## WRITTEN EXERCISE
What follows is a set of entries. Give them again exactly, without the pictures.

## DATA SHOWN
──────────

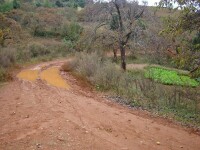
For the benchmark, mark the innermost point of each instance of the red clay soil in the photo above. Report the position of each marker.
(34, 115)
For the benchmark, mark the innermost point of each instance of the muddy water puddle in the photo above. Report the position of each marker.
(30, 75)
(51, 76)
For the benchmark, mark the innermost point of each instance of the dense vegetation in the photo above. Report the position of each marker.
(170, 77)
(97, 33)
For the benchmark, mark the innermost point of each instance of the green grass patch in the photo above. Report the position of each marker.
(169, 77)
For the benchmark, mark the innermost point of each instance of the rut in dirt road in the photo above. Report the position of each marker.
(38, 115)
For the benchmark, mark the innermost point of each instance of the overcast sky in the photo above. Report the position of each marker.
(150, 2)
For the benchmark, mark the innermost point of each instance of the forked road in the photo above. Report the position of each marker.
(35, 115)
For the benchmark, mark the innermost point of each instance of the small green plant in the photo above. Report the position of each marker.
(6, 6)
(169, 77)
(16, 4)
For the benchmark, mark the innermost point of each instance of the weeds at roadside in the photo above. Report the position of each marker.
(181, 103)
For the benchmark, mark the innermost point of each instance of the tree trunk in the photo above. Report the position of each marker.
(123, 57)
(115, 54)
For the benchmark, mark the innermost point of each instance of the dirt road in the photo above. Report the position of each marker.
(35, 115)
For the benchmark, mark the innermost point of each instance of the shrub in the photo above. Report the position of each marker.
(169, 77)
(178, 101)
(7, 57)
(37, 49)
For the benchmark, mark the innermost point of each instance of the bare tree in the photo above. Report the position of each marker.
(121, 16)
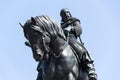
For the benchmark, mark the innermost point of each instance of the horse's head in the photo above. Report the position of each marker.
(40, 31)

──────────

## RESULT OF THIS TASK
For the benchmark, mark the innermost point of each instance of the red clay soil in the photo above. Report the position of each marker.
(34, 115)
For the benchmark, mark the innermost point of each instance of the muddy water puddle in the photo above. Report the position of each marker.
(30, 75)
(51, 76)
For the benchmark, mark the innermost point of each instance of the dense vegetation in the photo above. Report the position of each marker.
(170, 77)
(97, 33)
For the benchmark, mark the innermost point of each instance of the green grass patch in the photo above. Report the position of each marker.
(169, 77)
For the benchmark, mark the innermost point of each instance of the rut in dirt road in the photo above. Report the position of each marker.
(38, 115)
For the benchmark, mark the innermost point of each instance of the overcast sky in the photo above. Report the position of each marker.
(150, 2)
For the benchmark, mark the innermost point of each instance of the forked road in the photo above. Report the position of each marker.
(35, 115)
For the benchmark, mark the innermost point of each instance of the small green plant in the photo above. Report the position of each marker.
(6, 6)
(169, 77)
(16, 4)
For the benchmark, mark the innermost point of each instance of the weeds at roadside in the photo above. Report the position of each marker.
(181, 103)
For the benchmark, mark the innermost point of each instance of the tree trunk in the photo above. Report the position of each marker.
(123, 57)
(115, 54)
For the benchmark, mark the innermost point of each instance of the dirt road in the photo above. Report the position of each marker.
(35, 115)
For the benchmark, mark the innermost point of each instance of the shrub in the photo above. Report the position of each marker.
(169, 77)
(178, 101)
(7, 57)
(37, 49)
For the benchmark, mark the innermost point of each instance of the bare tree in the photo above. Report the position of each marker.
(121, 16)
For the benchmark, mark the innermost point of each instance of the horse's head in the photo above. Report the position of each marker.
(40, 31)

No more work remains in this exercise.